▶ TEXT SEGMENT:
--- begin ---

With the help of the Norwalk Land Trust, which was deeded the property in 1979, Hoyt Island, one of the Norwalk Islands, was recently designated a bird and nature sanctuary. Students had the opportunity to learn about environmental concerns and about the unique qualities of Long Island Sound’s groups of islands. Sharing the topic of Hoyt Island in the form of the mural makes for a story of collaboration, community and commitment to the environment—brought to life by the fifth-grade students.

While they gained an understanding of sustainability and human impact, the students also learned to explore spatial relationships and a sense of volume, balance and composition in their art. During the painting phase, detailed sketches and written research are hung nearby on the wall alongside fifth-grade hands working with a variety of brush types and techniques. Kot, who is a Silvermine faculty member as well as a Teaching Artist, has guided the mural project for all 20 years, so the anniversary is also a milestone for her. “The murals tell a story and are dialogical performance pieces,” said Kot. “In the most recent one, we are reminded of the beauty of nature on our shared globe through a small island on the Norwalk coast where over 150 birds migrate. The development of a mural as a group project enhances a sense of belonging and social awareness, and feelings of connectedness. The audience, the children, faculty and staff, walking by, were ongoing members of this process. The mural, with its sheer size and vibrant colors, is a virtual space for dialogue and reflection for everyone.”

--- end ---

▶ EXERCISE REQUIREMENTS:
**a)** Answer these questions from the mural passage:
(i) In what year was the Norwalk Land Trust deeded Hoyt Island?
(ii) For how many years has Kot guided the mural project?
(iii) According to Kot, how many birds migrate to the small island on the Norwalk coast?
**b)** Can you retype the mural passage between "With the help" and "the fifth-grade students.", inclusive?
The listing after this point has no part in anything asked here.

▶ SOURCE EXCERPT:
--- begin ---

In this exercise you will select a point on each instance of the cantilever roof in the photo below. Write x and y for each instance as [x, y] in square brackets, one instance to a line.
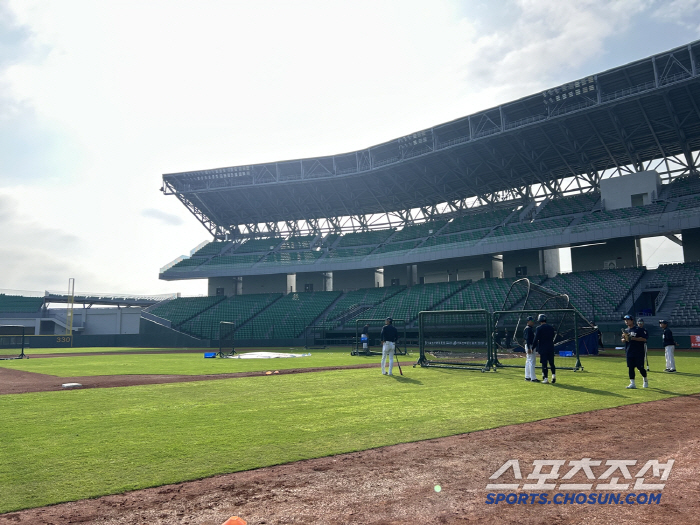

--- end ---

▶ RESULTS:
**a)**
(i) 1979
(ii) 20 years
(iii) Over 150

**b)**
With the help of the Norwalk Land Trust, which was deeded the property in 1979, Hoyt Island, one of the Norwalk Islands, was recently designated a bird and nature sanctuary. Students had the opportunity to learn about environmental concerns and about the unique qualities of Long Island Sound’s groups of islands. Sharing the topic of Hoyt Island in the form of the mural makes for a story of collaboration, community and commitment to the environment—brought to life by the fifth-grade students.